Start of MATERIAL FOR THIS TASK
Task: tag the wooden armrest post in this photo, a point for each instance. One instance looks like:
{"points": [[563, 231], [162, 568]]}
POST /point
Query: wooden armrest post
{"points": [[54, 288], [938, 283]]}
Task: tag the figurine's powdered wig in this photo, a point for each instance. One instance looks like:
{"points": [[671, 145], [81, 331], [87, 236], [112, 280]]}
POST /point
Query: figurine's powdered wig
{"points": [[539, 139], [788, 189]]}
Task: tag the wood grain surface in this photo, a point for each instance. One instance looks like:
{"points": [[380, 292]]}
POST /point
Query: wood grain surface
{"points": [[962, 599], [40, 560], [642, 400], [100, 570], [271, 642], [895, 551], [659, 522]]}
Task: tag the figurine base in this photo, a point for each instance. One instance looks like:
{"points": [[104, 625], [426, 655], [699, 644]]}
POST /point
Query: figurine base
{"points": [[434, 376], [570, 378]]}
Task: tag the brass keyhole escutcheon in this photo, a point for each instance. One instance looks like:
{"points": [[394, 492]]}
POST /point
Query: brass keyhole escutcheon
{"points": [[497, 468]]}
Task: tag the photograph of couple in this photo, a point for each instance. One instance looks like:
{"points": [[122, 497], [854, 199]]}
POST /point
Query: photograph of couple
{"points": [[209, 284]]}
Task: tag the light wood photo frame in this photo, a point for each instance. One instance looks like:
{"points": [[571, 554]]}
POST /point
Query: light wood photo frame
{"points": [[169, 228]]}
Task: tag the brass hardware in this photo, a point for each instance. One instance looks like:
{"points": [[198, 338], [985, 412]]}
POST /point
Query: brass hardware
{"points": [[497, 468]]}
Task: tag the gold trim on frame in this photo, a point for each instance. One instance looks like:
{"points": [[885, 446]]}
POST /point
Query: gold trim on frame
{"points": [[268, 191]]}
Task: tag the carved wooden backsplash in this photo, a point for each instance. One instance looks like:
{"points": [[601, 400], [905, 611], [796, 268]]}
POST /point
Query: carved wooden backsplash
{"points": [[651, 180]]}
End of MATERIAL FOR THIS TASK
*WHAT IS BEING ASKED*: Output every line of the entries above as a Markdown table with the columns No. and Line, numbering each row and leaving out blank lines.

*RESULT OF THE TASK*:
| No. | Line |
|---|---|
| 1 | Task: tag the wooden armrest post in this photo, a point for each instance. One instance looks like: |
| 2 | {"points": [[563, 231], [162, 568]]} |
| 3 | POST /point |
| 4 | Query: wooden armrest post |
| 5 | {"points": [[54, 288], [938, 283]]} |
| 6 | Task: tag the figurine's powdered wig in this photo, a point for each instance. One instance looks like: |
| 7 | {"points": [[671, 145], [81, 331], [87, 236], [112, 280]]} |
| 8 | POST /point |
| 9 | Query: figurine's powdered wig |
| 10 | {"points": [[539, 139], [788, 189]]} |
| 11 | Task: tag the wood grain surface in this photo, a point for each instance. One instance looks like: |
| 12 | {"points": [[380, 292]]} |
| 13 | POST /point |
| 14 | Query: wood grain surface |
| 15 | {"points": [[962, 599], [40, 560], [642, 400], [100, 570], [271, 642], [895, 551], [659, 522]]} |
| 16 | Task: tag the figurine base in this photo, a point for each instance. One instance looks like: |
| 17 | {"points": [[104, 625], [426, 655], [699, 644]]} |
| 18 | POST /point |
| 19 | Query: figurine base |
| 20 | {"points": [[434, 376], [570, 378]]} |
| 21 | Task: tag the brass keyhole escutcheon in this photo, a point for each instance. One instance looks like: |
| 22 | {"points": [[394, 492]]} |
| 23 | POST /point |
| 24 | Query: brass keyhole escutcheon |
| 25 | {"points": [[497, 468]]} |
| 26 | Task: tag the photograph of couple in this photo, a point for each instance. One instance looks like: |
| 27 | {"points": [[122, 497], [854, 199]]} |
| 28 | POST /point |
| 29 | Query: photograph of couple |
| 30 | {"points": [[209, 284]]} |
| 31 | Task: tag the light wood photo frame in this photo, a point for each instance. One instance looks like: |
| 32 | {"points": [[571, 554]]} |
| 33 | POST /point |
| 34 | Query: light wood photo frame |
| 35 | {"points": [[169, 228]]} |
| 36 | Task: tag the brass hardware in this photo, a point for each instance. One instance looks like: |
| 37 | {"points": [[198, 338], [985, 412]]} |
| 38 | POST /point |
| 39 | Query: brass hardware |
| 40 | {"points": [[497, 468]]} |
| 41 | Task: tag the gold trim on frame in this photo, a point for each instance. One instance looks like: |
| 42 | {"points": [[885, 446]]} |
| 43 | POST /point |
| 44 | Query: gold trim on frame |
| 45 | {"points": [[268, 191]]} |
| 46 | Task: tag the carved wooden backsplash in this photo, a point for each instance. One instance looks like: |
| 47 | {"points": [[601, 400], [905, 611], [796, 268]]} |
| 48 | POST /point |
| 49 | Query: carved wooden backsplash |
| 50 | {"points": [[651, 180]]} |